# [FRAGMENTO PROPORCIONADO]
::::::::::

Sobrevivir

JUAN VILLORO

En 1968 el arquitecto Richard Meier transformó las oficinas ubicadas en el edificio Westbeth, del Village de Nueva York, en residencias para artistas. Desde 1970 el sitio es habitado por pintores, fotógrafos y escenógrafos. Una vez al año invitan a escritores a leer ahí. Los visitantes compran un boleto que les permite asistir a tres lecturas en otras tantas salas del edificio. El pasado 28 de abril tuve la suerte de leer en el departamento de la fotógrafa de origen argentino Patricia Dillon.

Mi anfitriona había encendido velas que resaltaban el contraste entre los muebles oscuros y las paredes claras. Era como estar dentro de una foto en blanco y negro decorada con imágenes a color: torsos hechos con partes de distintos cuerpos que recordaban el trabajo de una inquilina anterior del edificio, Diane Arbus.

En esa atmósfera dominada por el efecto “sutilmente mágico de la fotografía” (para usar la expresión de Ferdinando Scianna), conocí a Guy, músico de rock de sesenta y un años que en los tiempos de la new wave estuvo cerca del grupo Blondie. Por cada protagonista de la escena underground, hay diez que no triunfaron y asumieron la tarea vicaria de los testigos que cuentan historias. Una lesión en la mano y el exceso de drogas segaron la carrera de un guitarrista promisorio. Ahora Guy trabaja como técnico de sonido en la comunidad católica de Nueva Jersey y acaba de regresar del Vaticano, donde tuvo a su cargo la sonorización de un sínodo presidido por el papa Francisco.

::::::::::

Indica si cada afirmación coincide con el fragmento. Responde sí o no y cita las palabras exactas del fragmento que lo deciden. (a) El edificio Westbeth se convirtió en residencias para artistas en 1968. (b) Hoy Guy toca la guitarra en el grupo Blondie. (c) El boleto permite asistir a cinco lecturas. Los registros no tienen nada que ver con el fragmento.

::::::::::

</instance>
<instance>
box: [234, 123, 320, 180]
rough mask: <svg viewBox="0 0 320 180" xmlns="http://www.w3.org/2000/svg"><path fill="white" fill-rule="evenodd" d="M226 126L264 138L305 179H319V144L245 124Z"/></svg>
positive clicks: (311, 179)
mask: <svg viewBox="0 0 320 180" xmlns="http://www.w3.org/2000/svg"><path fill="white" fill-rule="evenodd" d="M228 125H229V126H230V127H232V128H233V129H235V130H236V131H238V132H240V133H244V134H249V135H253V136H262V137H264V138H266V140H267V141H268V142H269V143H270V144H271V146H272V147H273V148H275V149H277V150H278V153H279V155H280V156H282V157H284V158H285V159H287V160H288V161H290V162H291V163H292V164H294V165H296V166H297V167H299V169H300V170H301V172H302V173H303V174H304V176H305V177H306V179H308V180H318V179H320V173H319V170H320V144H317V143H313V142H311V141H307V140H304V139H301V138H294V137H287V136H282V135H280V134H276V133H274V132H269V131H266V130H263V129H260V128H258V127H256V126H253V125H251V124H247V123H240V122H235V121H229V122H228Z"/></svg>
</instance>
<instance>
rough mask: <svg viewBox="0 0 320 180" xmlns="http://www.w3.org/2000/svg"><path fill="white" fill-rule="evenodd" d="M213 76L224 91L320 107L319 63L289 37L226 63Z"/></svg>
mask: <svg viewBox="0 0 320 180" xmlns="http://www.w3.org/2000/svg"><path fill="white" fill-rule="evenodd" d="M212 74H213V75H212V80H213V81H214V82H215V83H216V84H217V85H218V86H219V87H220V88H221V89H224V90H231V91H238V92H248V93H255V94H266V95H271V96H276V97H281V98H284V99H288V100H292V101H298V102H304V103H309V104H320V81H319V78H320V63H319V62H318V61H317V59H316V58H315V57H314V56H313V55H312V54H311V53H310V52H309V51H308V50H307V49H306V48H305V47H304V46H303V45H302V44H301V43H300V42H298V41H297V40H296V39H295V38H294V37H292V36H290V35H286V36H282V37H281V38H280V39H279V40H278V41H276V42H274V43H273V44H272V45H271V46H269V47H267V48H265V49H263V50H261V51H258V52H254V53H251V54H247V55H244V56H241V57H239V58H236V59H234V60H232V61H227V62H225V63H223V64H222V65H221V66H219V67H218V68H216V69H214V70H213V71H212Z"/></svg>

::::::::::

# [RESPUESTA]
(a) Sí: «En 1968 el arquitecto Richard Meier transformó las oficinas ubicadas en el edificio Westbeth, del Village de Nueva York, en residencias para artistas».
(b) No: «Ahora Guy trabaja como técnico de sonido en la comunidad católica de Nueva Jersey».
(c) No: «Los visitantes compran un boleto que les permite asistir a tres lecturas en otras tantas salas del edificio».